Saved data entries
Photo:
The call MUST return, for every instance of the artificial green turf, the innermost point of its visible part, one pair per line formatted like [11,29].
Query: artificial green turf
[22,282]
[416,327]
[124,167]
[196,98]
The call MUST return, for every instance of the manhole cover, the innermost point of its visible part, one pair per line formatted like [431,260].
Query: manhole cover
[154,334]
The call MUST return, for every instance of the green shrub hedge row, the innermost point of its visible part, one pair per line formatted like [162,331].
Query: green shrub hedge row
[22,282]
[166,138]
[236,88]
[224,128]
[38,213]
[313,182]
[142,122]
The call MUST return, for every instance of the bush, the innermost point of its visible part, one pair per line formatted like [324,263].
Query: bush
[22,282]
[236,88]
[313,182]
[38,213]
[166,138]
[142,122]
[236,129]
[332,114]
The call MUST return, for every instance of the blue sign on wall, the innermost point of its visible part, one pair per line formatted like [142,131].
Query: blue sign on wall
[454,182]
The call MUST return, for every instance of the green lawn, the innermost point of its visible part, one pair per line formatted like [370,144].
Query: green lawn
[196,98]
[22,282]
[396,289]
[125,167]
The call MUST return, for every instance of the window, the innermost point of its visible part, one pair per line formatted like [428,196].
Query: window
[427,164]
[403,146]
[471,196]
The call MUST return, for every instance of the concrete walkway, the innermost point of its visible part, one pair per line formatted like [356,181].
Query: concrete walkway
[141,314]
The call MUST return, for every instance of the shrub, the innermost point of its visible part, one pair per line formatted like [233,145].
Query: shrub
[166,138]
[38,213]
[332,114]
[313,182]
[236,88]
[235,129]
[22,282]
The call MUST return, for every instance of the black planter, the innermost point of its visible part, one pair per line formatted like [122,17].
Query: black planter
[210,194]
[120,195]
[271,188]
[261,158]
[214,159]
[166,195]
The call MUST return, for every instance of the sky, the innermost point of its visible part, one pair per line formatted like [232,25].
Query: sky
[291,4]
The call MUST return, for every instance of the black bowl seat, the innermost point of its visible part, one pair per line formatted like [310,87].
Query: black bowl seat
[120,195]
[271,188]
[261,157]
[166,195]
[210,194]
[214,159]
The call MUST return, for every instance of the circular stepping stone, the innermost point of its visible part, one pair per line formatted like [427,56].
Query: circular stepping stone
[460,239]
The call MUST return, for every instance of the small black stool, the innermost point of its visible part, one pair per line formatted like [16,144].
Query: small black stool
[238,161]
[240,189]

■ **Task description**
Write out the full listing exactly as given.

■ **Exercise solution**
Photo:
The call MUST return, for every instance of the artificial green turf, the innermost point of its visible part, one pair per line formatted like [11,29].
Query: artificial green turf
[22,282]
[416,327]
[124,167]
[196,98]
The call MUST return, for every instance of the manhole cover, the innermost point of its visible part, one pair per line formatted like [431,260].
Query: manhole cover
[154,334]
The call MUST return, for every instance of the green shrub hedge row, the innermost point of its visible part, one pair per line formatted like [162,331].
Query: green shrub hedge row
[22,282]
[166,138]
[236,88]
[224,128]
[38,213]
[313,182]
[142,122]
The call MUST return, for every instance of the bush, the innermost point of its visible part, one pair per line formatted like [324,263].
Query: bush
[22,282]
[236,88]
[313,182]
[38,213]
[166,138]
[142,122]
[236,129]
[332,114]
The call MUST return, for every instance of the blue sign on wall, the innermost point of its visible part, one pair per line formatted like [142,131].
Query: blue sign on wall
[454,182]
The call MUST return, for every instance of the green lawn, the innermost point of its visible part, one pair per line formatted like [370,144].
Query: green lawn
[196,98]
[22,282]
[396,289]
[125,167]
The call MUST return, for every instance of the window, the innermost point of its visible part, one pair per line formatted like [428,196].
Query: window
[427,164]
[403,146]
[471,196]
The call MUST return, for every instance of the concrete walkway, the innermost point of its visible part, one pair per line formatted like [356,181].
Query: concrete walkway
[141,314]
The call MUST return, for every instance of the shrub, the innermost point of its visible part, one pair per line formatted like [233,145].
Query: shrub
[166,138]
[38,213]
[332,114]
[313,182]
[236,88]
[235,129]
[22,282]
The call MUST return, for every instance of the black planter, the innermost point of its visible part, one pair per line formatted like [122,17].
Query: black planter
[210,194]
[120,195]
[271,188]
[261,158]
[214,159]
[166,195]
The call MUST return, for every instance of the sky, the innermost point of its visible part, one pair per line formatted like [232,25].
Query: sky
[291,4]
The call MUST return, for every instance of the black bowl seat, the innermost point of its visible part, one pair per line formatted like [310,87].
Query: black bowl seat
[120,195]
[271,188]
[261,157]
[166,195]
[210,194]
[214,159]
The call MUST return, for every instance of the circular stepping stone, the innermost point of its visible part, one pair per line formatted like [427,56].
Query: circular stepping stone
[460,239]
The call MUST return, for every instance of the small black stool, the innermost point of its visible part, one pair per line formatted like [16,144].
Query: small black stool
[238,161]
[240,189]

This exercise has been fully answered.